::: SOURCE EXTRACT :::

Samples from various agencies are prepped in the lab.

Bay Area Agencies Participate in Land Application Biosolids Study

Purdue study testing for PFAS, plus other unregulated organic chemicals
By Roni Gehkle, Clean Water Magazine Editor, Emerging Issues, Regulations

View CWEA’s PFAS resources page, support by Carollo.


 

Three San Francisco Bay Area wastewater agencies are participating in an EPA-funded national research program looking at the prioritization, fate, and transport of unregulated organic chemicals (UOCs) in the environment resulting from land application of biosolids.

The three agencies, including the Las Gallinas Valley Sanitary District in San Rafael, the City of Santa Rosa, and the Vallejo Flood and Wastewater District in Vallejo, are serving as just one set of test sites. Other program sites are located in various areas around the U.S. The Bay Area testing started about six months ago (Summer 2022) under the principal investigator, Dr. Linda Lee, of Purdue University.

::: EXCERPTED DATA :::

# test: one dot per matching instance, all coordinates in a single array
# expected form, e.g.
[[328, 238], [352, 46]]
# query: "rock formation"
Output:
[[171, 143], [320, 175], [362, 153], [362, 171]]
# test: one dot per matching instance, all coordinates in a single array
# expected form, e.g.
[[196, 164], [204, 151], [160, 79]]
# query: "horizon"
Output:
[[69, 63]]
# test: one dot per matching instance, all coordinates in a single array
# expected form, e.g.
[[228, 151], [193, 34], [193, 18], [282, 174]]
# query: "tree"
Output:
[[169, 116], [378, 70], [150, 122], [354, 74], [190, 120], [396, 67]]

:::

Please reproduce the biosolids study article above, word for word, from "View CWEA’s PFAS" to "application of biosolids.".

### WRITTEN RESPONSE
View CWEA’s PFAS resources page, support by Carollo.


 

Three San Francisco Bay Area wastewater agencies are participating in an EPA-funded national research program looking at the prioritization, fate, and transport of unregulated organic chemicals (UOCs) in the environment resulting from land application of biosolids.